Consigne écrite A: Modifie le texte sur Le Dictateur : reprends-le à partir des mots « Le Dictateur est le film » et arrête-toi après « travail du cinéaste. », en remplaçant « barbier » par « coiffeur ».

Sélection:

C'est ainsi que commence le discours final du Dictateur, moment-clé de l’œuvre "chaplinienne", incontestablement le film le plus ambitieux de son auteur et une véritable oeuvre humaniste qui garde toute sa puissance 60 ans plus tard. Qui mieux que Chaplin pouvait s'attaquer à Hitler et à ce qu'il représentait ? La coïncidence voulut que les deux hommes naissent à quatre jours d'intervalle en 1889 et qu'ils deviennent les deux "moustachus" les plus célèbres de la première partie du vingtième siècle, l'un le plus aimé, l'autre le plus haï.
Le Dictateur est le film de la rupture pour Chaplin dans la mesure où il abandonne son personnage de Charlot connu et adulé dans le monde entier depuis un quart de siècle pour prendre les traits d’un barbier juif. Rupture également avec le cinéma muet car Le Dictateur est le premier film parlant de Chaplin (Les Temps Modernes comportait des scènes sonorisées mais restait une oeuvre muette) et c'est à peu près à cette époque qu'il allait être la cible des politiciens américains au sujet de ses idées. Le film est, enfin, le premier véritable film de Chaplin qui repose sur un scénario entièrement rédigé avant le tournage, ce qui changeait des méthodes habituelles de travail du cinéaste.

Consigne écrite B: Exprime en liste JSON de chaînes, à raison d'une chaîne par ligne et sans les lignes vides, les lignes des entrées depuis celle qui contient « of the smaller » jusqu'à la fin des entrées, ces deux bornes incluses.

Entrées d'identification de lieux:
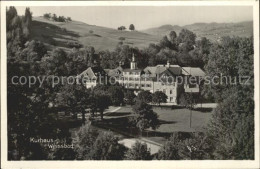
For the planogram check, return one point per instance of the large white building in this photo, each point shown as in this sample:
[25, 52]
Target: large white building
[170, 79]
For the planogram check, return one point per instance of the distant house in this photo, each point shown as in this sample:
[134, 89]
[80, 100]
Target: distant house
[93, 76]
[168, 78]
[192, 85]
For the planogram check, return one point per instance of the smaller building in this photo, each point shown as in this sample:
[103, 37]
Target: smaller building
[93, 76]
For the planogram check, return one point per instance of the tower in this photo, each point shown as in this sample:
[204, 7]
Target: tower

Réponse complète A:
Le Dictateur est le film de la rupture pour Chaplin dans la mesure où il abandonne son personnage de Charlot connu et adulé dans le monde entier depuis un quart de siècle pour prendre les traits d’un coiffeur juif. Rupture également avec le cinéma muet car Le Dictateur est le premier film parlant de Chaplin (Les Temps Modernes comportait des scènes sonorisées mais restait une oeuvre muette) et c'est à peu près à cette époque qu'il allait être la cible des politiciens américains au sujet de ses idées. Le film est, enfin, le premier véritable film de Chaplin qui repose sur un scénario entièrement rédigé avant le tournage, ce qui changeait des méthodes habituelles de travail du cinéaste.

Réponse complète B:
[
  "For the planogram check, return one point per instance of the smaller building in this photo, each point shown as in this sample:",
  "[103, 37]",
  "Target: smaller building",
  "[93, 76]",
  "For the planogram check, return one point per instance of the tower in this photo, each point shown as in this sample:",
  "[204, 7]",
  "Target: tower"
]